# Text to read:
Data Assets versus Data Exploration
- 4 months ago
- Erik Mathiesen-Dreyfus
- 6 min read
This post is partly inspired by a tweet by @pdrmnvd and subsequent discussion about Mode's new DataSet feature. It is also something that has been bubbling around in the back of my head for a while, so wanted to write some words 🧑💻
TLDR; of the tweet, discussion and what I think Mode's Datasets are solving.With the spread of dbt we have become accustomed to a certain style of development when building new datasets: Develop dbt model > build tests for new model > create PR in repo > wait for tests to run >wait for PR to be approved > merge PR > trigger dbt run or wait for the scheduler to run > then share data with stakeholder > build dashboard, perform analysis or whatever your aim is
But sometimes this isn't the right setup – what if you want to create a dataset that will just be used a few times and perhaps isn't very accessible to others without context to use and what if you want to share this data with someone or use it to build an ad-hoc dashboard for a single piece of analysis.

# Data section:
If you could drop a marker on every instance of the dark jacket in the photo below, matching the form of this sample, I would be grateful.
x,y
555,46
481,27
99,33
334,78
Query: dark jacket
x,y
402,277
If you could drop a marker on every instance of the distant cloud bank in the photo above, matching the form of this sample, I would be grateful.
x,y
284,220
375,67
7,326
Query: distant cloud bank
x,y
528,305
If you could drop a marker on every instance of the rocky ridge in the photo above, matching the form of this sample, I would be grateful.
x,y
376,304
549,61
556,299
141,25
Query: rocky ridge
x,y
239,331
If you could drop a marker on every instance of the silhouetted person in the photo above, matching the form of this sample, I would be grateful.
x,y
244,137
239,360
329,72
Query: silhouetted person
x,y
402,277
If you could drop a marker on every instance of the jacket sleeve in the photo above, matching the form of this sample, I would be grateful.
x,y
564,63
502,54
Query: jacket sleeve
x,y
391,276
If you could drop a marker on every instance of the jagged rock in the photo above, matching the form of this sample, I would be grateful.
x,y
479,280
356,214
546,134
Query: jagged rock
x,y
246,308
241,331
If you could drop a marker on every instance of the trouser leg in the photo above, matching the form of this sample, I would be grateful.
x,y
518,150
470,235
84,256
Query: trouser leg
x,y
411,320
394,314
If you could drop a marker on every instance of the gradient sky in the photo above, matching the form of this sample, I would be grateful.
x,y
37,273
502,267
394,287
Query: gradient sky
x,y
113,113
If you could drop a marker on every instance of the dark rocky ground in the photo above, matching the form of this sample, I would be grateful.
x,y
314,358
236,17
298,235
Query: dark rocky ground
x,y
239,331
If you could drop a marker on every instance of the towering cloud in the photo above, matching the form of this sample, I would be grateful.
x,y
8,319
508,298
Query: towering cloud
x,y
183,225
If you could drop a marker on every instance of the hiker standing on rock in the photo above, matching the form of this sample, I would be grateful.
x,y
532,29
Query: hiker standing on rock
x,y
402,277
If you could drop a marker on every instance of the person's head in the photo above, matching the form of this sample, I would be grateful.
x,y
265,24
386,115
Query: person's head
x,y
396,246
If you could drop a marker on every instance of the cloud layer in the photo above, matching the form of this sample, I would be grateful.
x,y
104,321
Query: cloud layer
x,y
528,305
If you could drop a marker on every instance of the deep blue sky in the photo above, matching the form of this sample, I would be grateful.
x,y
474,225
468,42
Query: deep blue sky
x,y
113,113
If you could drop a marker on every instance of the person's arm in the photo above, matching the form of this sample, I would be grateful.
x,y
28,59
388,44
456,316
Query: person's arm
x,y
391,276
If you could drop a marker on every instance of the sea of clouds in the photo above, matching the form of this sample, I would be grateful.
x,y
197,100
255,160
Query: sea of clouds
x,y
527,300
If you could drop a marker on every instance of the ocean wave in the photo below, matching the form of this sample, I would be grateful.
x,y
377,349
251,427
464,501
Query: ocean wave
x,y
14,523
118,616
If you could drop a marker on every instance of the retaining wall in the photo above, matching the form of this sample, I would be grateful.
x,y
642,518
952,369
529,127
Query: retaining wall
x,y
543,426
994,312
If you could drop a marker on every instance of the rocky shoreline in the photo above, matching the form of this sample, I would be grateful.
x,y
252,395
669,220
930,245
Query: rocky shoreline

# Request:
How would you put this sentence from the post on data assets versus data exploration into Spanish: "This post is partly inspired by a tweet by @pdrmnvd and subsequent discussion about Mode's new DataSet feature." The lines aren't needed here.

# Response:
Esta publicación está inspirada en parte por un tuit de @pdrmnvd y la discusión posterior sobre la nueva función DataSet de Mode.